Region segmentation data
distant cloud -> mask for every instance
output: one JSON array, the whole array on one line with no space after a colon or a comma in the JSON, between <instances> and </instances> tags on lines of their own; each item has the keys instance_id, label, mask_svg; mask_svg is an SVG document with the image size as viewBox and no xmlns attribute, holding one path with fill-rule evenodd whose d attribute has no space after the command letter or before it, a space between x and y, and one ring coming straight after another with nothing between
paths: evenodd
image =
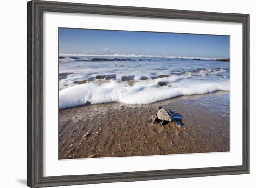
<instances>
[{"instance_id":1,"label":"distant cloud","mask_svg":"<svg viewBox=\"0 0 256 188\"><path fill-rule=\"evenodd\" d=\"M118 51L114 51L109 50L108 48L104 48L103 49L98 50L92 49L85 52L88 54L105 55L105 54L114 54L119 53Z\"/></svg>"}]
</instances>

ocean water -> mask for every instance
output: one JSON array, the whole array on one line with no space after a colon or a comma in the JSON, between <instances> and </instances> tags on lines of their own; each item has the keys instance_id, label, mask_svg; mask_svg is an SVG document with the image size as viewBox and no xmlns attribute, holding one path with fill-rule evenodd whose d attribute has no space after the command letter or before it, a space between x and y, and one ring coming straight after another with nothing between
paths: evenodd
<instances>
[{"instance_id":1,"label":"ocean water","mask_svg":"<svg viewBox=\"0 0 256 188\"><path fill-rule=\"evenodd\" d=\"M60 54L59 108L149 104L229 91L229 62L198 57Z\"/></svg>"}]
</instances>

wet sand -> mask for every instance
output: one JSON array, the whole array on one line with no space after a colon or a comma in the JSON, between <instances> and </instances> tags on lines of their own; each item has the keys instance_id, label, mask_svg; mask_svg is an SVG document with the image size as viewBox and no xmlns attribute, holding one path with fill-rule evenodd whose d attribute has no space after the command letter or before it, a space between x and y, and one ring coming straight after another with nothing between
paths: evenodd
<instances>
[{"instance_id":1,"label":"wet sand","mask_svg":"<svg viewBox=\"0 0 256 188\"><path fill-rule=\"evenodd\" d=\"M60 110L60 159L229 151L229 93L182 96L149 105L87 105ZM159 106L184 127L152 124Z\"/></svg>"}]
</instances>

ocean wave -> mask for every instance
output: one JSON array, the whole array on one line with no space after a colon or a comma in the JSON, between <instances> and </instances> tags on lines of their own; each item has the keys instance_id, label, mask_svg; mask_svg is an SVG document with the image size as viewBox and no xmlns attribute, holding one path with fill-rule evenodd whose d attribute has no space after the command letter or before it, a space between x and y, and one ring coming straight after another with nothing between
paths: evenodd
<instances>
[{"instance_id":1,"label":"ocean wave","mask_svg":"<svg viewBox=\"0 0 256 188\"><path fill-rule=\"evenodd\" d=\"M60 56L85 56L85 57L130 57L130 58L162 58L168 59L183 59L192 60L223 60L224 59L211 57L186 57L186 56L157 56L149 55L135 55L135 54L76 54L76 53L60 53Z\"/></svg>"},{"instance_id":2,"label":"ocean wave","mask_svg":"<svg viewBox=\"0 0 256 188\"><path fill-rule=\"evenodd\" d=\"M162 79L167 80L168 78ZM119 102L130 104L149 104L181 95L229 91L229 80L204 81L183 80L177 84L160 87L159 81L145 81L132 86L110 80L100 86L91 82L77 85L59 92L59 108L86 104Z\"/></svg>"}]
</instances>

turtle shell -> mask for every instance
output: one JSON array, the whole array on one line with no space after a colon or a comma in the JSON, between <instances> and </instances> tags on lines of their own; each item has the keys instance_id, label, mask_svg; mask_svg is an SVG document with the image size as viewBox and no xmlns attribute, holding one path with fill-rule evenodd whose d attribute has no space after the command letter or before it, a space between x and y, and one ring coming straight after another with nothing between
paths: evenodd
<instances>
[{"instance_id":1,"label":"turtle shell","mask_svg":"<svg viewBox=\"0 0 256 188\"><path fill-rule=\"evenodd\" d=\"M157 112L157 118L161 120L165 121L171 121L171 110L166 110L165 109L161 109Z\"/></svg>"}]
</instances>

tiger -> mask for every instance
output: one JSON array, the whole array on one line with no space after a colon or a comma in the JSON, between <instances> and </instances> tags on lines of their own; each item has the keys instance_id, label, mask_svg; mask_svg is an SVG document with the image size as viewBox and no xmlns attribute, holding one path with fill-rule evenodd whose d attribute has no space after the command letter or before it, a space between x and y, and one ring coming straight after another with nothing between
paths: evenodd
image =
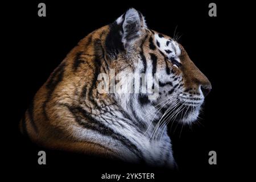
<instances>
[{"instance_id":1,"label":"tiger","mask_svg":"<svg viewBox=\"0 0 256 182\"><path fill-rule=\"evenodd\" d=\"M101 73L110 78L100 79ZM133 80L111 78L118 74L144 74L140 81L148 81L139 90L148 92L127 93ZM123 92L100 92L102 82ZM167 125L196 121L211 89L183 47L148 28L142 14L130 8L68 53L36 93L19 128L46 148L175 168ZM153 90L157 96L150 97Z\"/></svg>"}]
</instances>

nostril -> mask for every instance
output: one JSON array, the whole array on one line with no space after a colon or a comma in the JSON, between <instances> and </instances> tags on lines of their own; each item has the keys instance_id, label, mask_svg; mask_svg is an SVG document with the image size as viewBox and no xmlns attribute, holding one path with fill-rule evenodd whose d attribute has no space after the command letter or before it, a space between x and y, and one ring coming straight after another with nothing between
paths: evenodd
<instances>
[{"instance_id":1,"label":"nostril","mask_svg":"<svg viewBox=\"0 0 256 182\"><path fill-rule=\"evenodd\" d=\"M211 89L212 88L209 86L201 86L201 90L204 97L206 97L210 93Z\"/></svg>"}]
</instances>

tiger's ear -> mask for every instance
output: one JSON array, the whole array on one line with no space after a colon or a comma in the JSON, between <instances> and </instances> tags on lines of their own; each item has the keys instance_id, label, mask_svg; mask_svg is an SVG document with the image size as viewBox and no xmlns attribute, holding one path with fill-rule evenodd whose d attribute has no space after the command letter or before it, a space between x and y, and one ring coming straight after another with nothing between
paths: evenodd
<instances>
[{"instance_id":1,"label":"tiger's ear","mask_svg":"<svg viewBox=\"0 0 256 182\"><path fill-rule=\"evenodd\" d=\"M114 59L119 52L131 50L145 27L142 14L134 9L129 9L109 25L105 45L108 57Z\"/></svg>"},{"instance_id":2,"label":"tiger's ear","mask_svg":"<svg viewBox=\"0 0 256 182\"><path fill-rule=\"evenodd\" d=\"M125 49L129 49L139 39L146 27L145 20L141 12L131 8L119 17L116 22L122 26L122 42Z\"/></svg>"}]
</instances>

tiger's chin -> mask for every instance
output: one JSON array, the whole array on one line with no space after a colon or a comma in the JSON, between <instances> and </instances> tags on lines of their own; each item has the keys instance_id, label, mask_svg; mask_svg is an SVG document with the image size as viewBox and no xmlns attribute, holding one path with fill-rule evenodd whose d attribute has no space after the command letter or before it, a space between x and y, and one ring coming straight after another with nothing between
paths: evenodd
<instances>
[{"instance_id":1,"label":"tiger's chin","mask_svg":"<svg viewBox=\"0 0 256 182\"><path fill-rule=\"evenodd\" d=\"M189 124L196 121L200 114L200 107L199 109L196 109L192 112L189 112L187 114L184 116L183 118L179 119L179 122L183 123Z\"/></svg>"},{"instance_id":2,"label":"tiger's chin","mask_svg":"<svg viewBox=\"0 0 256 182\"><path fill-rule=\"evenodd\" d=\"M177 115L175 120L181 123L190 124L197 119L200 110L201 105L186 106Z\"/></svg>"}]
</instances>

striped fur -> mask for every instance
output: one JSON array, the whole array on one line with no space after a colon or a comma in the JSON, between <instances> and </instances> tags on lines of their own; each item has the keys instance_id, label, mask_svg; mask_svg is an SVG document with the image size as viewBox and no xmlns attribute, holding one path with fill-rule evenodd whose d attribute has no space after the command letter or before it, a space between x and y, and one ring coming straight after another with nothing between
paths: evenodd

==

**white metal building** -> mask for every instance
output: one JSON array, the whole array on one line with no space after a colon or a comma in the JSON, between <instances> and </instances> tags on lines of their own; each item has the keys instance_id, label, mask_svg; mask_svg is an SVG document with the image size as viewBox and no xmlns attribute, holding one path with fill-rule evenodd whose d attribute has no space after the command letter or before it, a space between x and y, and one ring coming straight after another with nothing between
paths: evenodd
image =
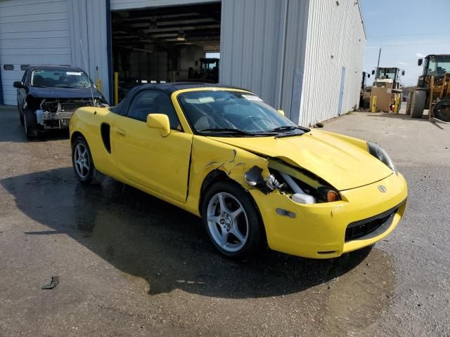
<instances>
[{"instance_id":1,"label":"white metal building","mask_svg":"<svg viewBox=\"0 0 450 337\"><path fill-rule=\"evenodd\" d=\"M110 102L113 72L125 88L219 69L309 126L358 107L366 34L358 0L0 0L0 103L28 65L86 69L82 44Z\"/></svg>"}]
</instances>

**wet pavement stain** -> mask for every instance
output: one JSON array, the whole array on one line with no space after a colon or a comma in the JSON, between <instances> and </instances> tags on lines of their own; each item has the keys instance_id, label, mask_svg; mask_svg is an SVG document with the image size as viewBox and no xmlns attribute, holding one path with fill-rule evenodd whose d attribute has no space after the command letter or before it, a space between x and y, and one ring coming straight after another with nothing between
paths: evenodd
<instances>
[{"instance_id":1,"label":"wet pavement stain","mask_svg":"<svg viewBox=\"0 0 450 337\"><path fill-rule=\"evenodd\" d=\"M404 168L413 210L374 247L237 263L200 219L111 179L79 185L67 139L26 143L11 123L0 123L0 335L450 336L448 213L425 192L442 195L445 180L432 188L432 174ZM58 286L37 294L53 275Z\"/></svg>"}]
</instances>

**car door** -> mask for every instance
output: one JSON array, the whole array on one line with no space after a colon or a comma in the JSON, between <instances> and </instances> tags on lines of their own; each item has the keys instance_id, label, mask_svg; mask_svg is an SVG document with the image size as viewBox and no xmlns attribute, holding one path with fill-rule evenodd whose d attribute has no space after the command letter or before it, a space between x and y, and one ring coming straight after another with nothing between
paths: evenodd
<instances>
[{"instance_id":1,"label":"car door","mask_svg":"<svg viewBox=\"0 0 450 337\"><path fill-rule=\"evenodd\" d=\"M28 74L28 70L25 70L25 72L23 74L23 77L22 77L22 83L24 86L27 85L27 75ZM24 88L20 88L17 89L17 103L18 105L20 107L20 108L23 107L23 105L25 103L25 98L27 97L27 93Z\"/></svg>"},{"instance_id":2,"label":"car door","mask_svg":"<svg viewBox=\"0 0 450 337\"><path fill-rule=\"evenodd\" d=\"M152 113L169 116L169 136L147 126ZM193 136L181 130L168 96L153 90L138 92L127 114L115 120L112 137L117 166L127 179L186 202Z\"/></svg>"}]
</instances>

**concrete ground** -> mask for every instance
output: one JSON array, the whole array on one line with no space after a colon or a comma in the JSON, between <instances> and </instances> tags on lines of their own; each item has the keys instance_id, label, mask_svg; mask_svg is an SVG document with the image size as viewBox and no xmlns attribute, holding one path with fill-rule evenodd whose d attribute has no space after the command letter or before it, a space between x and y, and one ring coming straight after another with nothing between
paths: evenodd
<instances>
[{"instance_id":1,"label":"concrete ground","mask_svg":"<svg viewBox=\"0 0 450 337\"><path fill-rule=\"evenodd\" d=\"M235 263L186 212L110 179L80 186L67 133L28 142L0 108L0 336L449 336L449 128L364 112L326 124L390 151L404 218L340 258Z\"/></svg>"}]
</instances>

**Task:**
Count the lines of the material above that contain the string "white", treating uppercase and lowercase as different. Give only the number.

**The output:**
2